> PROBLEM STATEMENT
Can you rewrite the lines below as a numbered list, leaving out any blank lines?

> EXTRACTED INFORMATION
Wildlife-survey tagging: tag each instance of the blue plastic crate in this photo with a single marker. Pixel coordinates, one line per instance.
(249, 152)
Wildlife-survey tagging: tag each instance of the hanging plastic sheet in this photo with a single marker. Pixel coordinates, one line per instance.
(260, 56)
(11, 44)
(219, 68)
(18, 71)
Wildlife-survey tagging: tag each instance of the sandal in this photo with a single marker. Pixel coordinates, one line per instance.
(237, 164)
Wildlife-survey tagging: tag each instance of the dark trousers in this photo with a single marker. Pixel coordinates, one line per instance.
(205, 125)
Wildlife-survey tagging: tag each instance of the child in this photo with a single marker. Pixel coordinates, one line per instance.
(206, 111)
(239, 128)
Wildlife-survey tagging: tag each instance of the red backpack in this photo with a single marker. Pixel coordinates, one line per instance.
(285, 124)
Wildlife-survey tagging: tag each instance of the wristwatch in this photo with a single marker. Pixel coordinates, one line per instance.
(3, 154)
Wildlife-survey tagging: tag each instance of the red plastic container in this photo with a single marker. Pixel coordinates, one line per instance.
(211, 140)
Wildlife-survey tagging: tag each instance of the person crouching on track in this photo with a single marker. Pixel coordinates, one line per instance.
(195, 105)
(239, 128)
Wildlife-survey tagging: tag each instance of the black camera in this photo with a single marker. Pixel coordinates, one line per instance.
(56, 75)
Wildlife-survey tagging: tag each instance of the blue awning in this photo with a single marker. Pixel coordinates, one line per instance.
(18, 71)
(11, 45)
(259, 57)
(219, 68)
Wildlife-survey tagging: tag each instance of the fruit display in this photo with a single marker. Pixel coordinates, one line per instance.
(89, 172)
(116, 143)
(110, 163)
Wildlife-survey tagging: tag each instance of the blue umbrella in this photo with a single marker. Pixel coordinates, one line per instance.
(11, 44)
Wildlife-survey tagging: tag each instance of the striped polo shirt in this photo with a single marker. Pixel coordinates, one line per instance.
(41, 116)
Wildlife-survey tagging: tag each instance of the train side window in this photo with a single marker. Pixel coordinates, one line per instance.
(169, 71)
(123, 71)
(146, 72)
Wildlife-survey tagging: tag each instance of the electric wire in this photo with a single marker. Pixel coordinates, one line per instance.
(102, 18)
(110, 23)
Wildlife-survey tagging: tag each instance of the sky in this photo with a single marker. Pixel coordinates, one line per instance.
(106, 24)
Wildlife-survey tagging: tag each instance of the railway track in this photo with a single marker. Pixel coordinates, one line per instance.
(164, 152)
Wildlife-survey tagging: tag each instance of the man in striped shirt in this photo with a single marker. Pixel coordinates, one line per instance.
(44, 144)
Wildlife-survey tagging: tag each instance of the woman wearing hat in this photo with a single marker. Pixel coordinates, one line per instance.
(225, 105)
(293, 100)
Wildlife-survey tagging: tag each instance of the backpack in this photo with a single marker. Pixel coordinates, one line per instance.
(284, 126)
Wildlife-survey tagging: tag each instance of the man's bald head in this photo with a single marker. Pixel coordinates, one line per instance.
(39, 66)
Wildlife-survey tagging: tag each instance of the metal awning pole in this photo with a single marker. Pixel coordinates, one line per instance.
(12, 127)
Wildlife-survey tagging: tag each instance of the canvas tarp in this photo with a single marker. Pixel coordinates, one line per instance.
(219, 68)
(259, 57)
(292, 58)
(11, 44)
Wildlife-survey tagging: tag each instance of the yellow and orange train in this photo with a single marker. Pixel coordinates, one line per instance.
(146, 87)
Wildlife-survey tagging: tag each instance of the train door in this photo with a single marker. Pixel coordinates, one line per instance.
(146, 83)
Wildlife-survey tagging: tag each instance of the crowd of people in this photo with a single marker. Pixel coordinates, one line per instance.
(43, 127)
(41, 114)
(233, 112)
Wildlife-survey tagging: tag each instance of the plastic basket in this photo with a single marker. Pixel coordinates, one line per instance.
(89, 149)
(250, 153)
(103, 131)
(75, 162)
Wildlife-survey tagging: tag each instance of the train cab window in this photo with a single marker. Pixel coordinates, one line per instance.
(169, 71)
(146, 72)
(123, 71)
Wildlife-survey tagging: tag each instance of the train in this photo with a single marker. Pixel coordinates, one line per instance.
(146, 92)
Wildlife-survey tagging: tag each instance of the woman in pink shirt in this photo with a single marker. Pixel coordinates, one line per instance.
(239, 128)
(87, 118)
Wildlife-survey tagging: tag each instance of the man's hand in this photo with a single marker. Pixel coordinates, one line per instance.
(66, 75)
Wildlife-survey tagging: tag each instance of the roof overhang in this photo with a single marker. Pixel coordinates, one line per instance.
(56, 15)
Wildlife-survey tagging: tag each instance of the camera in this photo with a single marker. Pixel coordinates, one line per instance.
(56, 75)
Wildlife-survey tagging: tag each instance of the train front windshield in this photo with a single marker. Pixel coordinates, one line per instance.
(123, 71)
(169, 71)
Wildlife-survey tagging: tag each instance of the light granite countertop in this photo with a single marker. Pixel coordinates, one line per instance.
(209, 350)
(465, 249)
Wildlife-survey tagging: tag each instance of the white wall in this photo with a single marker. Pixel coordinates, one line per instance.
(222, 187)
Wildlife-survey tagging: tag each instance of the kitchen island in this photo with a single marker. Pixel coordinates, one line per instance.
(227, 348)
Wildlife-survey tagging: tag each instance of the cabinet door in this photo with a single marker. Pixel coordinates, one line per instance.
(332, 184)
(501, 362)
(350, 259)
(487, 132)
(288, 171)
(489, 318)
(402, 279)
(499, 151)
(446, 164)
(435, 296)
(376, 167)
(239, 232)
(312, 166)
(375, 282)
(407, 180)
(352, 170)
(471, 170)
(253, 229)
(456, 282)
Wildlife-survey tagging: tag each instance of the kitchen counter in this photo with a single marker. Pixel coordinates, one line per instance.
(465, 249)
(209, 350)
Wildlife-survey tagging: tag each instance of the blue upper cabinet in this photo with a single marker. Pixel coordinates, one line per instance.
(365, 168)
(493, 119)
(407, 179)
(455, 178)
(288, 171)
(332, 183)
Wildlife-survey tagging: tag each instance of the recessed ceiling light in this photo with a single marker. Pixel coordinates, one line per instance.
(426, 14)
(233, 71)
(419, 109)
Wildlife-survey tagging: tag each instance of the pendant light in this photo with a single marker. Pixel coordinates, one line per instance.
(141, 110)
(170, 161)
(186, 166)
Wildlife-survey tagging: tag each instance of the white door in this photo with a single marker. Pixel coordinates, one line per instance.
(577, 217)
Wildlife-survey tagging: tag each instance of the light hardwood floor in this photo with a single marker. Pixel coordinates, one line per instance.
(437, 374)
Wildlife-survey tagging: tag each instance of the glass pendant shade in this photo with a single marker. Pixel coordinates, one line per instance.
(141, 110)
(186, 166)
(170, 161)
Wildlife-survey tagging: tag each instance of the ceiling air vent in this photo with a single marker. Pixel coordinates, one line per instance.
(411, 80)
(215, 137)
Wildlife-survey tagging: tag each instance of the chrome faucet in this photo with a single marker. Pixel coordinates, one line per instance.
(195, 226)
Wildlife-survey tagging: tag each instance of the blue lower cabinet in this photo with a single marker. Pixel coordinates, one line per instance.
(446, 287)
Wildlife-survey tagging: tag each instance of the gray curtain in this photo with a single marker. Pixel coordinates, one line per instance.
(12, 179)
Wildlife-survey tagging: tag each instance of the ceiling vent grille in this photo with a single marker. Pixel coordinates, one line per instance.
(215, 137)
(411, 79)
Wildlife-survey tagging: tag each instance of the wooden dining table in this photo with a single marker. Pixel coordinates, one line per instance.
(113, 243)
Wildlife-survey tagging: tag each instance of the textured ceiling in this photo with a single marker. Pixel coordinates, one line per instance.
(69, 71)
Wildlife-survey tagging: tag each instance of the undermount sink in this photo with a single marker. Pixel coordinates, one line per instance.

> OUTPUT BELOW
1. Wildlife-survey tagging: tag each instance of the blue plastic crate in this photo with a single marker. Pixel coordinates, one line per instance.
2. (249, 152)
3. Wildlife-survey tagging: tag each instance of the hanging plastic sheet in this photo with a single marker. Pixel coordinates, one line per instance.
4. (260, 56)
5. (11, 44)
6. (219, 68)
7. (18, 71)
8. Wildlife-survey tagging: tag each instance of the sandal in this photo with a single marker. Pixel coordinates, one line per instance.
9. (237, 164)
10. Wildlife-survey tagging: tag each instance of the dark trousers in this photo with a single marker. Pixel coordinates, one line per instance.
11. (205, 125)
12. Wildlife-survey tagging: tag each instance of the child in this photo with a single marker. Pixel coordinates, one line per instance.
13. (206, 111)
14. (239, 128)
15. Wildlife-survey tagging: tag each instance of the red backpack in this photo with a single marker. Pixel coordinates, one line per instance.
16. (285, 124)
17. Wildlife-survey tagging: tag each instance of the wristwatch in this photo with a single marker. Pixel coordinates, one line per instance.
18. (3, 154)
19. Wildlife-survey tagging: tag each instance of the red plastic container in this photo with a single marker. Pixel coordinates, one line per instance.
20. (211, 140)
21. Wildlife-survey tagging: tag each instance of the person crouching on track in this photo with a single marker. Pixel coordinates, one line per instance.
22. (195, 105)
23. (239, 128)
24. Wildlife-survey tagging: tag each instance of the black camera in this photo with a single marker. Pixel coordinates, one line per instance.
25. (56, 75)
26. Wildlife-survey tagging: tag each instance of the blue awning in this photo with a single marker. Pixel coordinates, one line per instance.
27. (18, 71)
28. (11, 45)
29. (259, 57)
30. (219, 68)
31. Wildlife-survey tagging: tag each instance of the fruit display in this photo with a single marker. Pixel coordinates, one line per instance.
32. (89, 172)
33. (116, 143)
34. (110, 163)
35. Wildlife-survey tagging: tag each instance of the blue umbrella in this photo with a single marker. Pixel coordinates, one line per instance.
36. (11, 44)
37. Wildlife-survey tagging: tag each instance of the striped polo shirt in this photo with a single marker. Pixel coordinates, one line per instance.
38. (41, 116)
39. Wildlife-survey tagging: tag each instance of the train side window in this photo with a single marker. Pixel coordinates, one line per instance.
40. (169, 71)
41. (123, 71)
42. (146, 72)
43. Wildlife-survey tagging: tag each instance of the electric wire in this photo with a single marker. Pixel coordinates, one line per instance.
44. (102, 18)
45. (110, 23)
46. Wildlife-survey tagging: tag each instance of the sky in this photo with a single marker. Pixel coordinates, one line per instance.
47. (106, 24)
48. Wildlife-survey tagging: tag each instance of the railway track in this photo with a single marker. Pixel coordinates, one line per instance.
49. (164, 152)
50. Wildlife-survey tagging: tag each instance of the man in striped shirt in this photo with a single marker. Pixel coordinates, one line per instance.
51. (44, 144)
52. Wildlife-survey tagging: tag each instance of the woman wearing hat in this photo with a single marker. Pixel coordinates, one line per instance.
53. (225, 105)
54. (293, 100)
55. Wildlife-survey tagging: tag each instance of the backpack in this photo with a single marker. Pixel coordinates, one line per instance.
56. (284, 126)
57. Wildlife-survey tagging: tag each instance of the man's bald head in this photo with a single marker. Pixel coordinates, one line per instance.
58. (39, 66)
59. Wildlife-survey tagging: tag each instance of the metal awning pole in this photo with a single marker. Pixel coordinates, one line per instance.
60. (12, 127)
61. Wildlife-survey tagging: tag each instance of the canvas tarp in this photo with a single marker. Pixel coordinates, one line per instance.
62. (219, 68)
63. (259, 57)
64. (292, 58)
65. (11, 44)
66. Wildlife-survey tagging: tag each instance of the yellow and orange train in this photo with a single marker. Pixel coordinates, one line per instance.
67. (146, 87)
68. Wildlife-survey tagging: tag each instance of the train door in this photo with a single marker. Pixel coordinates, one line per instance.
69. (146, 83)
70. Wildlife-survey tagging: tag each instance of the crowd of people in this photo with a single marker. Pixel coordinates, one line per instance.
71. (43, 127)
72. (41, 114)
73. (233, 112)
74. Wildlife-survey tagging: tag each instance of the plastic basket in this photo with a single marker. Pixel coordinates, one line per instance.
75. (89, 149)
76. (250, 153)
77. (103, 131)
78. (75, 162)
79. Wildlife-survey tagging: tag each instance of the train cab window in this photo with a single marker. Pixel coordinates, one line per instance.
80. (169, 71)
81. (146, 72)
82. (123, 71)
83. Wildlife-survey tagging: tag each instance of the train in this photo with a single marker. Pixel coordinates, one line per instance.
84. (146, 92)
85. Wildlife-survey tagging: tag each instance of the woman in pink shirt in this photo with a single marker. Pixel coordinates, one line per instance.
86. (239, 128)
87. (87, 118)
88. Wildlife-survey tagging: tag each instance of the man's hand in this photo with a single marker. Pixel coordinates, one line per instance.
89. (66, 75)
90. Wildlife-survey tagging: tag each instance of the roof overhang in this photo with a single marker. Pixel coordinates, one line per instance.
91. (56, 15)
92. Wildlife-survey tagging: tag each instance of the camera in this photo with a single marker. Pixel coordinates, one line per instance.
93. (56, 75)
94. Wildlife-survey tagging: tag each instance of the train front windshield in this photo with a single marker. Pixel coordinates, one line per instance.
95. (123, 71)
96. (169, 71)
97. Wildlife-survey tagging: tag each instance of the light granite countertop in this photo with a single marker. Pixel coordinates, one line per instance.
98. (209, 350)
99. (465, 249)
100. Wildlife-survey tagging: tag each instance of the white wall in this photo with a single marker. Pixel coordinates, one line per instance.
101. (222, 187)
102. Wildlife-survey tagging: tag each instance of the kitchen island in this photo with a single marker. Pixel coordinates, one line per instance.
103. (227, 348)
104. Wildlife-survey tagging: tag each instance of the cabinet door in this photo with a single marker. Pixel coordinates, one line per instance.
105. (332, 184)
106. (501, 362)
107. (350, 259)
108. (487, 132)
109. (288, 171)
110. (489, 318)
111. (402, 279)
112. (499, 151)
113. (446, 164)
114. (435, 296)
115. (376, 167)
116. (239, 232)
117. (312, 166)
118. (375, 282)
119. (407, 180)
120. (352, 170)
121. (471, 170)
122. (253, 229)
123. (456, 282)
124. Wildlife-survey tagging: tag each instance of the kitchen counter in this photo with a single marker. Pixel coordinates, one line per instance.
125. (465, 249)
126. (209, 350)
127. Wildlife-survey tagging: tag each instance of the blue upper cabinet in this photo with a single marker. Pixel coordinates, one line per instance.
128. (365, 168)
129. (493, 119)
130. (407, 179)
131. (455, 178)
132. (288, 171)
133. (332, 183)
134. Wildlife-survey tagging: tag each instance of the recessed ceiling light in this photo with a single marker. Pixel coordinates, one line per instance.
135. (426, 14)
136. (233, 71)
137. (419, 109)
138. Wildlife-survey tagging: tag each instance of the pendant light in this photo with a single marker. Pixel coordinates, one line per instance.
139. (141, 110)
140. (170, 161)
141. (186, 166)
142. Wildlife-survey tagging: tag each instance of the white door in this photo with a single marker. Pixel coordinates, one line per instance.
143. (577, 217)
144. Wildlife-survey tagging: tag each instance of the light hardwood floor in this photo with a single marker. Pixel coordinates, one line per instance.
145. (437, 374)
146. Wildlife-survey tagging: tag each instance of the glass pendant shade in this photo with a single marker. Pixel coordinates, one line per instance.
147. (141, 110)
148. (186, 166)
149. (170, 161)
150. Wildlife-survey tagging: tag each instance of the ceiling air vent in this photo with a single marker. Pixel coordinates, one line per instance.
151. (411, 80)
152. (215, 137)
153. Wildlife-survey tagging: tag each instance of the chrome faucet in this photo with a single marker. Pixel coordinates, one line per instance.
154. (195, 226)
155. Wildlife-survey tagging: tag each instance of the blue lower cabinet in this photo with a single marker. Pixel coordinates, one line per instance.
156. (446, 287)
157. Wildlife-survey tagging: tag each instance of the gray curtain in this photo with a single marker. Pixel coordinates, one line per instance.
158. (12, 179)
159. Wildlife-survey tagging: tag each instance of the ceiling vent grille in this photo with a single marker. Pixel coordinates, one line per instance.
160. (215, 137)
161. (411, 79)
162. Wildlife-survey tagging: tag each instance of the wooden dining table in this photo with a single marker. Pixel coordinates, one line per instance.
163. (113, 243)
164. Wildlife-survey tagging: tag each instance of the textured ceiling in this photo with a single marker. Pixel coordinates, one line per instance.
165. (69, 71)
166. Wildlife-survey tagging: tag each instance of the undermount sink in this photo with a single marker. Pixel coordinates, one line per instance.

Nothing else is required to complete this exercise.